* _TEXTO_:

*-*-*

Octávio criou o MFC TOUR, tendo planejado, organizado e realizado várias memoráveis viagens para o pessoal do MFC, aberta a parentes e amigos. Preparava pastas para todos os participantes, com informações detalhadas sobre roteiro, atrações, história dos locais, e até mapa dos assentos no ônibus, para que se fizesse o rodízio. Mais uma de suas qualidades: a organização.

É da sua autoria um livreto escrito em 2007, intitulado: “NOSSAS ANDANÇAS COM O MFC”, de grande valor histórico para o Movimento, em que relata, com riqueza de detalhes, a sua participação, com Celice, nos diversos Encontros do MFC. O 1º do qual participaram foi o de Fortaleza, em 1965, com o tema: MISSÃO SOCIAL DA FAMÍLIA. Sobre ele, escreveu: “Bela e gratificante experiência, renovada muitas vezes nas andanças pelo Brasil e países da America do Sul, por conta do MFC, que nos marcou o resto da vida, ensinando-nos também a abrir as nossas portas, para desfrutar a prazerosa e salutar experiência de receber e hospedar peregrinos”.

O registro de Octávio nos reporta a um carisma forte do MFC: o da HOSPEDAGEM, presente na passagem do evangelho em que dois discípulos caminhavam para a aldeia de Emaús, e a eles se juntou Jesus, em forma de outro peregrino, não tendo sido reconhecido como o Mestre. Conversaram durante toda a caminhada e quando chegaram à aldeia já era tarde, e os discípulos, ainda sem reconhecerem o MESTRE, o convidaram: “Fica conosco; já é tarde e já declina o dia”. Jesus ficou, e foi durante a hospedagem que ele se revelou.

Tiramos das páginas de “NOSSAS ANDANÇAS COM O MFC” alguns trechos que expressam a ideia do que é a fascinante aventura de participar de  um encontro do MFC.

·        À pág. 71, lê-se: “Em Conquista ou pouco adiante, abriram-se os farnéis para o jantar  comunitário. Entre as iguarias, fez sucesso uma paçoca com carne de sol desfiada, quitute de origem cearense que Theresa havia levado”. Essa eu tinha que mencionar, pois foi Octávio Henrique quem escreveu, é com minha mulher, e se trata de uma comida de cearense.

*-*-*

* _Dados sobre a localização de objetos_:
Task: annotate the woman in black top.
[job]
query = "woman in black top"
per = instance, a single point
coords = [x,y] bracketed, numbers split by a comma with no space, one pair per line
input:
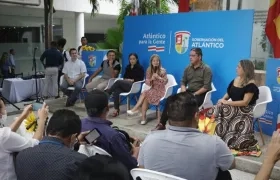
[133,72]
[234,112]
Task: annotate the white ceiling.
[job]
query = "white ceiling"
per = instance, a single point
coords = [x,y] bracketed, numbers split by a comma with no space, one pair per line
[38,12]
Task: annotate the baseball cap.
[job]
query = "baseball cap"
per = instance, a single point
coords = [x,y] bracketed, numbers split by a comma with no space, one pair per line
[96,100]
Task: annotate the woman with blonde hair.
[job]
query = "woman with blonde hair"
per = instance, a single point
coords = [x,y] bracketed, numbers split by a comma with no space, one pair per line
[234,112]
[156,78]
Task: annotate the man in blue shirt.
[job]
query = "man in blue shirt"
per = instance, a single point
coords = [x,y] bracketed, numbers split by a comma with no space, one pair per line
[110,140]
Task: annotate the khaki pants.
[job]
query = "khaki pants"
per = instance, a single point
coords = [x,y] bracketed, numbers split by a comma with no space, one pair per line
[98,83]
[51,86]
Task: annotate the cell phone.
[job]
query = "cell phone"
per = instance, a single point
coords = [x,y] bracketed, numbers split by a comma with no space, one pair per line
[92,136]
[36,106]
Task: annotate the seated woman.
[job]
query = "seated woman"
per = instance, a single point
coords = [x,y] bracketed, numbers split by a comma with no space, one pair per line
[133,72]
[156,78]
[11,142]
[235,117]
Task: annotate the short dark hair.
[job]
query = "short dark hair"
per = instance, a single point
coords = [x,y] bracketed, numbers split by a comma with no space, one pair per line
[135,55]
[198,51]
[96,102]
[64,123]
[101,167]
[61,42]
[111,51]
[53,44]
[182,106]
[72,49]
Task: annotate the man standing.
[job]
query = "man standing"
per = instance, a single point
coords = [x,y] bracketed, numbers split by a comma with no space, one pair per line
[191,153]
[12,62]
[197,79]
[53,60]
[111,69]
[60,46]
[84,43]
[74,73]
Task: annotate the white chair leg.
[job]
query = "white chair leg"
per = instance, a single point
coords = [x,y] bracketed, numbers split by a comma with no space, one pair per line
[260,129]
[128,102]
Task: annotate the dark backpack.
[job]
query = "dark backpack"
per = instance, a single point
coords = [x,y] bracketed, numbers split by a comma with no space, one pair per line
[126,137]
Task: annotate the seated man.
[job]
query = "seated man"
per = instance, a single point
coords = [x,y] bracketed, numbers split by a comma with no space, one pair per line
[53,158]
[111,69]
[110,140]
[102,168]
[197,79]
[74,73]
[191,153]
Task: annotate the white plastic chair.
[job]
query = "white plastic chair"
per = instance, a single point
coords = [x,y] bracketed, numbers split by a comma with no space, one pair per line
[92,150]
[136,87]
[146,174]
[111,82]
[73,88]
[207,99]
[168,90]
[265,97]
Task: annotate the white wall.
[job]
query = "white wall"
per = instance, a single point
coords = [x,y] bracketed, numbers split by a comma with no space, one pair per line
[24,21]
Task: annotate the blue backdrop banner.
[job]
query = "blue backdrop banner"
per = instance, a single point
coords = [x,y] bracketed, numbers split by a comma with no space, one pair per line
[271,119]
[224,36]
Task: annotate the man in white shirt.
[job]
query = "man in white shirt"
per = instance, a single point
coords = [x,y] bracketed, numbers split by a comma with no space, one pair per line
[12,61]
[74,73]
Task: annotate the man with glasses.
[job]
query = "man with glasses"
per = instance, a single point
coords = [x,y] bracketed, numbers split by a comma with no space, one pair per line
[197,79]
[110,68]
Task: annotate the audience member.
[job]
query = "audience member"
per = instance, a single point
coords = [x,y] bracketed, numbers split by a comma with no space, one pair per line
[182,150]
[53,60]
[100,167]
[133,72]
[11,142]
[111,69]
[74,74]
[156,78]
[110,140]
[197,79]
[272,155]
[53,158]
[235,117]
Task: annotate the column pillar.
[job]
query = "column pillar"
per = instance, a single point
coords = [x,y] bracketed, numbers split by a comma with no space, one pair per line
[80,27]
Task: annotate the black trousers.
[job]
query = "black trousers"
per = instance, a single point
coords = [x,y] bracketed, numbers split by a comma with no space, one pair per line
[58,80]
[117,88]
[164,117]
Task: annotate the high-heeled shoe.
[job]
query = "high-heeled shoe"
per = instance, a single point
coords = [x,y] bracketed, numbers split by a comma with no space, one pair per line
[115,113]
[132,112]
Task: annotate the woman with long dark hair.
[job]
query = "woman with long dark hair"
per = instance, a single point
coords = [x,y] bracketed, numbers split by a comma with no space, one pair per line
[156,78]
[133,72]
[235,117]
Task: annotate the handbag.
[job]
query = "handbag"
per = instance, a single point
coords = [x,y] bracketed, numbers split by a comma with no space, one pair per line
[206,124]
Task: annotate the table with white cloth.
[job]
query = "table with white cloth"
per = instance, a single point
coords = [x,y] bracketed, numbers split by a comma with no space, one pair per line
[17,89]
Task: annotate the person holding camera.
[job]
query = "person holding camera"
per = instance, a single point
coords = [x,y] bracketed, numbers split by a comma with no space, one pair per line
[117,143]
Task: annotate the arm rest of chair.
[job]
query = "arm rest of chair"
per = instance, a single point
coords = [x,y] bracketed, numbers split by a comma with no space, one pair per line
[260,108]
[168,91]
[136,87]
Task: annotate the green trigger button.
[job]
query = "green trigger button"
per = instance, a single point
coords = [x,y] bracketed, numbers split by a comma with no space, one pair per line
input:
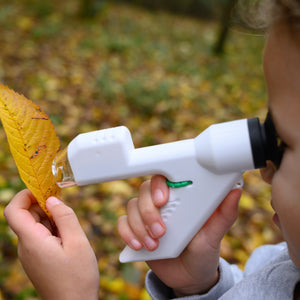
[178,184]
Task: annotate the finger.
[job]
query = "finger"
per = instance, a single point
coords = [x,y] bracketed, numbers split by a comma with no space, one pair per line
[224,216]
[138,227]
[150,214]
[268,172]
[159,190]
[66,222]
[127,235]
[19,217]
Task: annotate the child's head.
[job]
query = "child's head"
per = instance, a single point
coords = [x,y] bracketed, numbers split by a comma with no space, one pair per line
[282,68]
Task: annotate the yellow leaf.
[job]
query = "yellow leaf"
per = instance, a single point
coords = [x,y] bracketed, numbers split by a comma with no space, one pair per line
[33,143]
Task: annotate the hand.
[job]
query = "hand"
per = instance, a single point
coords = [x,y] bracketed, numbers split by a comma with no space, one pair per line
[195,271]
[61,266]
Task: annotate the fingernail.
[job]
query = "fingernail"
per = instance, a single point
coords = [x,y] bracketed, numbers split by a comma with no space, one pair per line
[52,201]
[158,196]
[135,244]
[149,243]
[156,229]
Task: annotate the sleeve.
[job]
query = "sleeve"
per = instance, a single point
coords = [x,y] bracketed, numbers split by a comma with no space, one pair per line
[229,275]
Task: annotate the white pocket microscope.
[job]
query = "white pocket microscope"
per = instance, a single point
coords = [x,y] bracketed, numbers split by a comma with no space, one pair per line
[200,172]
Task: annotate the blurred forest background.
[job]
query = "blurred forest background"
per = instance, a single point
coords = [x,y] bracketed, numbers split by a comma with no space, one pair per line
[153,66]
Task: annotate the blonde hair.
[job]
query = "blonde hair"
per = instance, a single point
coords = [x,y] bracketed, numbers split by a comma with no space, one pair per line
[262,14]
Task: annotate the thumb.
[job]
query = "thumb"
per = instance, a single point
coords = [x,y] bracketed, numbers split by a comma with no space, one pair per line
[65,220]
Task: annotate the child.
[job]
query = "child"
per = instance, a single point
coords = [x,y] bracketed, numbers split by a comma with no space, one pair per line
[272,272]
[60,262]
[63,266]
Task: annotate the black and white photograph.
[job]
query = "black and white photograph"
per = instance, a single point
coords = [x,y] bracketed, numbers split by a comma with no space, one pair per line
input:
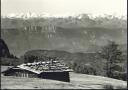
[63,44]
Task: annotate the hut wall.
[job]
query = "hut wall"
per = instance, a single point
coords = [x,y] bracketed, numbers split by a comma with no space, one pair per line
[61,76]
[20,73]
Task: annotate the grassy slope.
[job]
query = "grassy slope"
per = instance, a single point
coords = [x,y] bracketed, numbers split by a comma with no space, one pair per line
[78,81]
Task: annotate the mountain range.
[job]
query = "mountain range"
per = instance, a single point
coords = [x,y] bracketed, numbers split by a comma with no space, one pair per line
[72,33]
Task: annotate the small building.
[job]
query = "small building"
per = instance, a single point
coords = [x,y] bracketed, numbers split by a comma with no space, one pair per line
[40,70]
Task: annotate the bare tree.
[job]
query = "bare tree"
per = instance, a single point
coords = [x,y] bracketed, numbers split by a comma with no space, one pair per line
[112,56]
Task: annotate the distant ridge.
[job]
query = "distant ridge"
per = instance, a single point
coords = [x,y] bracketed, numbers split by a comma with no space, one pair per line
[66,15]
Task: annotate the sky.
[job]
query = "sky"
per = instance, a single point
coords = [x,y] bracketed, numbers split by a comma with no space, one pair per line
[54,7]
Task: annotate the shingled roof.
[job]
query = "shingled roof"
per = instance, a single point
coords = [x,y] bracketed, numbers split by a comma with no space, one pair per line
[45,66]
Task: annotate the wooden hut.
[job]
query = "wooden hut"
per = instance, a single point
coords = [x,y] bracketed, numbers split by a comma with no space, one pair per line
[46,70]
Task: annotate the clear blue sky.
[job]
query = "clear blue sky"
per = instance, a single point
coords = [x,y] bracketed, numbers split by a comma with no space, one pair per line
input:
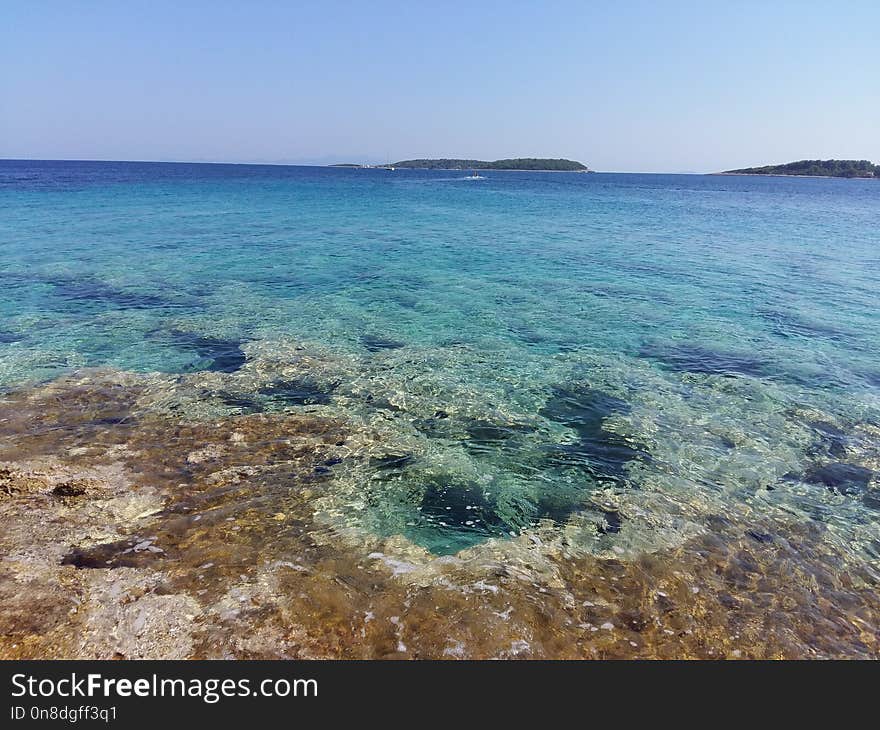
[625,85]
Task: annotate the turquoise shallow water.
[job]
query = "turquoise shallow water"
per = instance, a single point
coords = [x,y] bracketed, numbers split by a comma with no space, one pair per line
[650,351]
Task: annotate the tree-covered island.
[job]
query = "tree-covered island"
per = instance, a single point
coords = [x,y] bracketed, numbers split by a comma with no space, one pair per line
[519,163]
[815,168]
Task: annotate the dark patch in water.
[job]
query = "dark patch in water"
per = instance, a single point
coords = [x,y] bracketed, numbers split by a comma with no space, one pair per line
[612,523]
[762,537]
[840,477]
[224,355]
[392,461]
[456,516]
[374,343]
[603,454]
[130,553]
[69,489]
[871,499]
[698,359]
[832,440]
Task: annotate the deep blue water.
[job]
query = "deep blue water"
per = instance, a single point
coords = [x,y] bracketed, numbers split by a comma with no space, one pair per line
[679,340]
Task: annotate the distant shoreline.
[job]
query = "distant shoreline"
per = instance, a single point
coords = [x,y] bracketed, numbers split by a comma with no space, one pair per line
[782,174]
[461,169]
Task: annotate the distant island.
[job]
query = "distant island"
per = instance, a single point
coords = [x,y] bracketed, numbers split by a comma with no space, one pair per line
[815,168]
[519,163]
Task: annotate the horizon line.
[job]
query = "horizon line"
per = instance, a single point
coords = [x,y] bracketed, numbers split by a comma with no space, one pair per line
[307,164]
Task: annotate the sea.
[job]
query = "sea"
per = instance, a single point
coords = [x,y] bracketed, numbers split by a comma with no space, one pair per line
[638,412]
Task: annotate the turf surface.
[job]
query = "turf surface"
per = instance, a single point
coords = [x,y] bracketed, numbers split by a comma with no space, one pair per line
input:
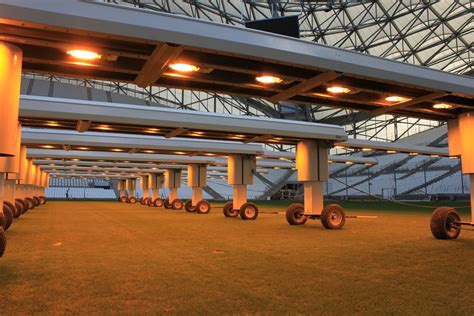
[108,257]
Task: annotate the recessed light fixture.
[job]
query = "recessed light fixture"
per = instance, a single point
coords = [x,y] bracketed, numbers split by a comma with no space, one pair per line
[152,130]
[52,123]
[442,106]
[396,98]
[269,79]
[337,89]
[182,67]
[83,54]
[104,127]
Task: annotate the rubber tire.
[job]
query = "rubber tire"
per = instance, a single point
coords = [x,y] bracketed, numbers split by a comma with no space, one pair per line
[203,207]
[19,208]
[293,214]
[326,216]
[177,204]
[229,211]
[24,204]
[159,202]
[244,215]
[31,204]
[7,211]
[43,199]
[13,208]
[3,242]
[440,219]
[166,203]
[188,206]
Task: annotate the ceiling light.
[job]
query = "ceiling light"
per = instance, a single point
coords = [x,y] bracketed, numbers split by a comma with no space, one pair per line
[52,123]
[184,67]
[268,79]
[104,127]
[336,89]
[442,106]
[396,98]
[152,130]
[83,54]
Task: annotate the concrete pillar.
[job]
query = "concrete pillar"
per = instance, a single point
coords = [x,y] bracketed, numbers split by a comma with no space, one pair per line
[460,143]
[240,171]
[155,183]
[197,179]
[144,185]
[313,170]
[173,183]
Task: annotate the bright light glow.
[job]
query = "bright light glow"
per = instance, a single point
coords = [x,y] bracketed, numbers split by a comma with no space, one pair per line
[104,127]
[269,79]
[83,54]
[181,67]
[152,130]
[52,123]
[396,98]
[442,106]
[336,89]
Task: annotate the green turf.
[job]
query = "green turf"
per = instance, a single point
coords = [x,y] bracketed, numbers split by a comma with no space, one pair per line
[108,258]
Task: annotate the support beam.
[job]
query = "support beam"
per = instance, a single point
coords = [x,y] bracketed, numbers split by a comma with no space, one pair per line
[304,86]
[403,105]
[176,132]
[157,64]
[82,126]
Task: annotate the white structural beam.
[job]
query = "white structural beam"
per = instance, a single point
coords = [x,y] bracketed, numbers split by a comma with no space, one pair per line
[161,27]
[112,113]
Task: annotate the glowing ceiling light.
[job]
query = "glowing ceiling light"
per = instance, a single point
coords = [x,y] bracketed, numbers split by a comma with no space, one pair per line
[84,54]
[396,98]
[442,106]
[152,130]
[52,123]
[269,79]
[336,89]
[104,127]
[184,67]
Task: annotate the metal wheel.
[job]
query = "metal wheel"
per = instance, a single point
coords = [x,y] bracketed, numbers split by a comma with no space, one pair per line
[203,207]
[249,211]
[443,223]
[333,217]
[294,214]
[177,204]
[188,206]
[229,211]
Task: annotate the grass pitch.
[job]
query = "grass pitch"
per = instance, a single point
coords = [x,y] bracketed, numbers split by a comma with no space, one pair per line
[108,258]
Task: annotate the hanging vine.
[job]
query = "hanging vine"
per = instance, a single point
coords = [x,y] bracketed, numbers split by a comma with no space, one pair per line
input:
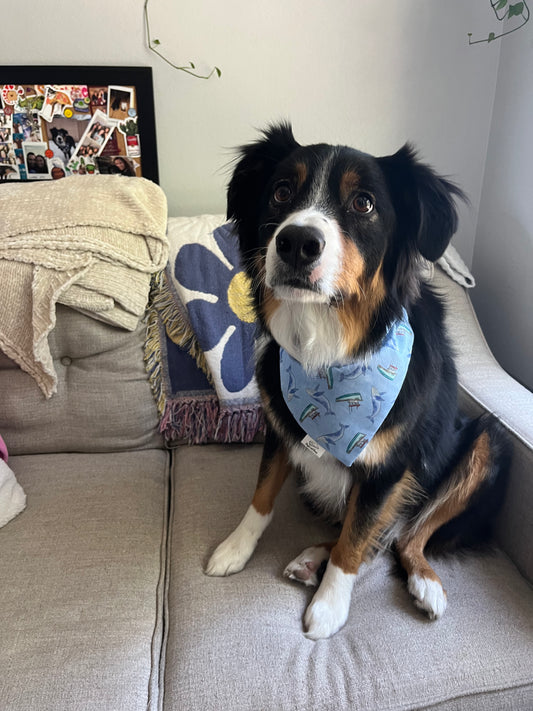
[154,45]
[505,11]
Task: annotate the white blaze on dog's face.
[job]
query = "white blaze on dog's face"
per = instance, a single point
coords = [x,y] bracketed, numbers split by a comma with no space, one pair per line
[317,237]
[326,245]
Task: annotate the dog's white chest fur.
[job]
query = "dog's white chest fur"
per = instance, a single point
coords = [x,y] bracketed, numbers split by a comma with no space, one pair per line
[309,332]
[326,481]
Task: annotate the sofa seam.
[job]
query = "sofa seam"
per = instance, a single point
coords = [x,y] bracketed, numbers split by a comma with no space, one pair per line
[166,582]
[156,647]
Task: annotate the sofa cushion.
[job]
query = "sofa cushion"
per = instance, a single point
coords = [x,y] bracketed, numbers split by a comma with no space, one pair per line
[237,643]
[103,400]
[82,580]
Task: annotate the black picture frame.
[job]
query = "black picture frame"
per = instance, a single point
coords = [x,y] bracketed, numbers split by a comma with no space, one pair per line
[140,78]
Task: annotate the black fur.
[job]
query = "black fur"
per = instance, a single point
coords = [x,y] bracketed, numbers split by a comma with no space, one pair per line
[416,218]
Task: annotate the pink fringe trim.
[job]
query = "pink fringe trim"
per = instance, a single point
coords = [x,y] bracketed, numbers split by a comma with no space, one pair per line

*-*-*

No texto sobre o MFC, por que quem escreve diz que tinha de mencionar o trecho da pág. 71 sobre a paçoca? Responda em uma a três frases.

Porque o trecho foi escrito por Octávio Henrique e se refere à mulher de quem escreve, Theresa, que levou a paçoca. Além disso, trata-se de uma comida cearense.